-- begin PAGE --

Studio album by Parker McCollum
- Released: November 10, 2017
- Studio: Cedar Creek Studio (Austin, Texas)
- Genre: Country;
- Length: 39:36
- Label: PYM Music
- Producer: Lloyd Maines; Parker McCollum;

Parker McCollum chronology
| The Limestone Kid (2015) | Probably Wrong (2017) | Hollywood Gold (2020) |

Singles from Probably Wrong
- "I Can't Breathe" Released: May 31, 2017; "Hell of a Year" Released: December 1, 2017;

= Probably Wrong =

Probably Wrong is the second studio album by American country music artist Parker McCollum. It was released on November 10, 2017, by PYM Music. It was co-produced by Lloyd Maines and McCollum. The album was originally released as two EPs, Probably Wrong: Session One and Probably Wrong: Session Two on July 7, 2017, and September 8, 2017, respectively. The album was released with the eight combined tracks from both EPs alongside two new tracks, bringing the total to ten.

The singles "I Can't Breathe" and "Hell of a Year" became certified gold by the Recording Industry Association of America (RIAA) in 2023.

==History==
The writing and recording of Probably Wrong took place during a transformative time in McCollum's early career. In an interview with Digital Journal, McCollum stated that he had written the whole album over a six-week span.

The album was produced by Grammy Award-winner Lloyd Maines.

As a result of the album's success, McCollum signed with Warner Chappell Music.

==Critical reception==
Probably Wrong received generally positive reviews from critics, with praise for McCollum's songwriting growth and the album's blend of traditional and contemporary influences.

==Track listing==

| No. | Title | Writer(s) | Length |
|---|---|---|---|
| 1. | "Memphis Rain" | Parker McCollum | 4:12 |
| 2. | "South of the City Lights" | P. McCollum | 4:13 |
| 3. | "Lonesome Ten Miles" | Doug Jones; P. McCollum; Tyler McCollum; | 3:29 |
| 4. | "I Can't Breathe" | Micky Braun; P. McCollum; | 4:17 |
| 5. | "The Truth" | P. McCollum | 3:58 |
| 6. | "Misunderstood" | P. McCollum | 3:21 |
| 7. | "Things Are Looking Up" | P. McCollum | 5:14 |
| 8. | "Blue Eyed Sally" | Austen Biggers | 3:26 |
| 9. | "Learn to Fly" | T. McCollum | 3:30 |
| 10. | "Hell of a Year" | P. McCollum | 3:52 |
| Total length: |  |  | 39:36 |

===EPs===

Probably Wrong: Session One
| No. | Title | Writer(s) | Length |
|---|---|---|---|
| 1. | "Memphis Rain" | Parker McCollum | 4:10 |
| 2. | "Lonesome Ten Miles" | Doug Jones; P. McCollum; Tyler McCollum; | 3:27 |
| 3. | "South of the City Lights" | P. McCollum | 4:11 |
| 4. | "I Can't Breathe" | Micky Braun; P. McCollum; | 4:15 |
| Total length: |  |  | 16:04 |

Probably Wrong: Session Two
| No. | Title | Writer(s) | Length |
|---|---|---|---|
| 1. | "The Truth" | P. McCollum | 3:56 |
| 2. | "Misunderstood" | P. McCollum | 3:19 |
| 3. | "Things Are Looking Up" | P. McCollum | 5:12 |
| 4. | "Blue Eyed Sally" | Austen Biggers | 3:24 |
| Total length: |  |  | 15:52 |

==Personnel==
Track numbers are from the album release.

-- end PAGE --
-- begin SUPPLIED RECORDS --

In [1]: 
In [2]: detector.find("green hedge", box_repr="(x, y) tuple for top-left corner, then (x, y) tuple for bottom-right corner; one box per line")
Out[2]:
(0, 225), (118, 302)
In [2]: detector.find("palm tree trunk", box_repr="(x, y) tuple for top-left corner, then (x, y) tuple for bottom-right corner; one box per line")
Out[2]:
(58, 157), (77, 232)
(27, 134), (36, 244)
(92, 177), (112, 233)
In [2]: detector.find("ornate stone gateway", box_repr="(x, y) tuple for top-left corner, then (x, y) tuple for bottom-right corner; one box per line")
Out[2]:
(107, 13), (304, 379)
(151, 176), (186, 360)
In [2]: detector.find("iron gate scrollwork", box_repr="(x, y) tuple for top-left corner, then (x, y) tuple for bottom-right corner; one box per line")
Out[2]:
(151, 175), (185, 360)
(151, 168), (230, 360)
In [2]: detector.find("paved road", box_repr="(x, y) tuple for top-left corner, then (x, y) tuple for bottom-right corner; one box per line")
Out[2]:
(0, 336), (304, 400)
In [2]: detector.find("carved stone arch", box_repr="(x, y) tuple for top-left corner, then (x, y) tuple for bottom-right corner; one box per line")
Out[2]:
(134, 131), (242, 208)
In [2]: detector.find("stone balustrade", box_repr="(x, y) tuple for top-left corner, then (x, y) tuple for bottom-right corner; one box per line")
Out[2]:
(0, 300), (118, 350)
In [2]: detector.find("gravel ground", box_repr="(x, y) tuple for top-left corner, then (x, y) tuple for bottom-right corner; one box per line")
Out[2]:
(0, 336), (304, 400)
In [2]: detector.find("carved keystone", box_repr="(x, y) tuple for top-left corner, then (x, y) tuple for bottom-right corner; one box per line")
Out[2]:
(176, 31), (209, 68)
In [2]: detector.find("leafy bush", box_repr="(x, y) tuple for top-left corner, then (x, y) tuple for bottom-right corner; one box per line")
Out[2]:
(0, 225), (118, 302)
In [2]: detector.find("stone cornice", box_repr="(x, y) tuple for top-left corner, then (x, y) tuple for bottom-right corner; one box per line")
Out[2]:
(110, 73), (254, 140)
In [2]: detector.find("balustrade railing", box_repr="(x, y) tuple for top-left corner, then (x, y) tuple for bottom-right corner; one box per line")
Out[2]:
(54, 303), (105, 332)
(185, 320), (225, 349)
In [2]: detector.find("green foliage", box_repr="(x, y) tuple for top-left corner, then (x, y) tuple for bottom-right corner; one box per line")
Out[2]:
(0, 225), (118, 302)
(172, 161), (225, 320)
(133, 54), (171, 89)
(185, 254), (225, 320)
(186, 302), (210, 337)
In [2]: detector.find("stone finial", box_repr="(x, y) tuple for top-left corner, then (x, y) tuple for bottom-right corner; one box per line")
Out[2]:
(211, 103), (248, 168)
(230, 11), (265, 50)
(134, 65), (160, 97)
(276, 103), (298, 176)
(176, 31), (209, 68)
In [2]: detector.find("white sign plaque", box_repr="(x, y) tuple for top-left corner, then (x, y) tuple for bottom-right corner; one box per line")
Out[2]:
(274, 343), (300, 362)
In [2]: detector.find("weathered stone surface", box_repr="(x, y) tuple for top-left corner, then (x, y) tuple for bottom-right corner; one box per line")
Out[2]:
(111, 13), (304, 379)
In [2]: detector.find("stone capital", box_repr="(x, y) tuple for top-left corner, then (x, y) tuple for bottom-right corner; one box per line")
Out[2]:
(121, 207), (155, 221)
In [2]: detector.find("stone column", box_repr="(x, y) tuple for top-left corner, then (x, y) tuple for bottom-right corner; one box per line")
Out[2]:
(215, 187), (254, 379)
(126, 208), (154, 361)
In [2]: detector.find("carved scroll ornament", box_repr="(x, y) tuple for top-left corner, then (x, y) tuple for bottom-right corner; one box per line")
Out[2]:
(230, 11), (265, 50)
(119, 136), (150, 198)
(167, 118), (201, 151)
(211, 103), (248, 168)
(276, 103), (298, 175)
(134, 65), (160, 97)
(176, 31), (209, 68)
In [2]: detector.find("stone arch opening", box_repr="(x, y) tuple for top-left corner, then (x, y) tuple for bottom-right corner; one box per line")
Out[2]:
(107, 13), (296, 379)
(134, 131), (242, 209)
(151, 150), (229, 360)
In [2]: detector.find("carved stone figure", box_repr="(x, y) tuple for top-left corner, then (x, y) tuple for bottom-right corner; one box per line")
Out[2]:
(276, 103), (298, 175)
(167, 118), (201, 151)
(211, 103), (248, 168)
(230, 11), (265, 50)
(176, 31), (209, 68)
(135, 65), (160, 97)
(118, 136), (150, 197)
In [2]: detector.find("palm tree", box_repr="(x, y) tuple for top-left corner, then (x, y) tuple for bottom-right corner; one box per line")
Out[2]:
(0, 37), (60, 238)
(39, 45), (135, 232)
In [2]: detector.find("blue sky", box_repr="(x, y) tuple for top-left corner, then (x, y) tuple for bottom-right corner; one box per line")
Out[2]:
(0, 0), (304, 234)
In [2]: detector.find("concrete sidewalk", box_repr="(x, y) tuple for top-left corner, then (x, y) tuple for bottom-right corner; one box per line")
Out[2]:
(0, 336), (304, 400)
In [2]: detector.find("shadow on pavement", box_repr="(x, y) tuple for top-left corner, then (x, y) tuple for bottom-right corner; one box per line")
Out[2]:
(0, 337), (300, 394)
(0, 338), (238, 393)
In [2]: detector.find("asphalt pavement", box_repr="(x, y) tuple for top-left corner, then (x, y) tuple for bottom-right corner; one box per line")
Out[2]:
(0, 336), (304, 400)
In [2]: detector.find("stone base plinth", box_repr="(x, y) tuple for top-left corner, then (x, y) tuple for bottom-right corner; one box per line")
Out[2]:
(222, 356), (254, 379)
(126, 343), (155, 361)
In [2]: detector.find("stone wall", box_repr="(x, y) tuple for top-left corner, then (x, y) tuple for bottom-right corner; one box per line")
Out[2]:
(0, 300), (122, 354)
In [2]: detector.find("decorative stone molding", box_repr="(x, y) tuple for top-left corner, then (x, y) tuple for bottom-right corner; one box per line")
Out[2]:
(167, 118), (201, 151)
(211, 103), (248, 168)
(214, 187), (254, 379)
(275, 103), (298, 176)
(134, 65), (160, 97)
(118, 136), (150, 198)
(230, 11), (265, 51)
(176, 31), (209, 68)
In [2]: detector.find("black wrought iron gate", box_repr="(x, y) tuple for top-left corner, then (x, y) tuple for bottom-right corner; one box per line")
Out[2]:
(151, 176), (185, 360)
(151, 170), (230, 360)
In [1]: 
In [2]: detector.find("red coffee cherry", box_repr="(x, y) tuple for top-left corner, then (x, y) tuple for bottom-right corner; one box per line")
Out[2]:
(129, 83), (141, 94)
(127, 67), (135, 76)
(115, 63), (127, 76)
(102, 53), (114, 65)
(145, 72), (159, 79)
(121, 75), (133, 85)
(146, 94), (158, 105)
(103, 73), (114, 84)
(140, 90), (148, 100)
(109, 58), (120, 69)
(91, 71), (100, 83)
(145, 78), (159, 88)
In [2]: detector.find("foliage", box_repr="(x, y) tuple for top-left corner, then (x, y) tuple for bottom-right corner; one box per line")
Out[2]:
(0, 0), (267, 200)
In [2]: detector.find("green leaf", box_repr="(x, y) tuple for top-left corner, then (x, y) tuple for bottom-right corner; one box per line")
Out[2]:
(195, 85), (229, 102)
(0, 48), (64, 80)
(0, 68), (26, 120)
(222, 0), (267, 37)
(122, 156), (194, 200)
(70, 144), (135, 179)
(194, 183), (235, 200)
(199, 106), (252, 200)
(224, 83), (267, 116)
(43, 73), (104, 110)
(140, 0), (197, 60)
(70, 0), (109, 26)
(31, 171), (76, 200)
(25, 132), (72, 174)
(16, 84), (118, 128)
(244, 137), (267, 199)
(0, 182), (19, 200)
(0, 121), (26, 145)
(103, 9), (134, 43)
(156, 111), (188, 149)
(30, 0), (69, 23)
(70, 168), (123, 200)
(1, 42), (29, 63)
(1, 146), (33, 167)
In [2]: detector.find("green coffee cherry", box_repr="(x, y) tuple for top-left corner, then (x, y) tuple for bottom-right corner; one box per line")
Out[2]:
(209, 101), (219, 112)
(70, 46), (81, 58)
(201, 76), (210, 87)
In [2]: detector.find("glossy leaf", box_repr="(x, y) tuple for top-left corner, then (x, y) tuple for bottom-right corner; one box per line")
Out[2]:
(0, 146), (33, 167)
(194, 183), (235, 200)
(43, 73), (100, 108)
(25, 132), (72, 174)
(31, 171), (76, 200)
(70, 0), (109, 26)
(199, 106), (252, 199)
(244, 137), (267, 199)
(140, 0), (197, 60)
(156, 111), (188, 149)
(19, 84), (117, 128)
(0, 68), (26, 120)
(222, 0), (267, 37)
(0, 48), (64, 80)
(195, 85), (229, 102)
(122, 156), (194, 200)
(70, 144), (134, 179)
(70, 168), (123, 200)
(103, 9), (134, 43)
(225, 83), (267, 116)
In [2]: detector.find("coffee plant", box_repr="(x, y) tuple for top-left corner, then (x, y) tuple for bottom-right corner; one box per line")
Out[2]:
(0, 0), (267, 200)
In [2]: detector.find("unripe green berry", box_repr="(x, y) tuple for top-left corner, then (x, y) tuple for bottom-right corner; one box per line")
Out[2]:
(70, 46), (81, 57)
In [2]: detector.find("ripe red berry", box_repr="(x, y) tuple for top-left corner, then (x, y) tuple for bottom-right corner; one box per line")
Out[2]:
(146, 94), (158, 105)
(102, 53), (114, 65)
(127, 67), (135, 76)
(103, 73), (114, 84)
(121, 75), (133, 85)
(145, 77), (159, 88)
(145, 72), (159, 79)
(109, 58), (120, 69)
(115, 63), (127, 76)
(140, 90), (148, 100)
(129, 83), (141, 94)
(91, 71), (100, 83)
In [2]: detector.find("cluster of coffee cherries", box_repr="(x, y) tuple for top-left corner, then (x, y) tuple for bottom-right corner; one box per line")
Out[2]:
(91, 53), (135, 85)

-- end SUPPLIED RECORDS --

• INSTRUCTION:
Why does the album described on the Probably Wrong page have ten tracks? Answer in one to three sentences.

• EXERCISE OUTPUT:
The album combines the eight tracks from its two earlier EPs, Probably Wrong: Session One and Probably Wrong: Session Two. It adds two new tracks to those eight, bringing the total to ten.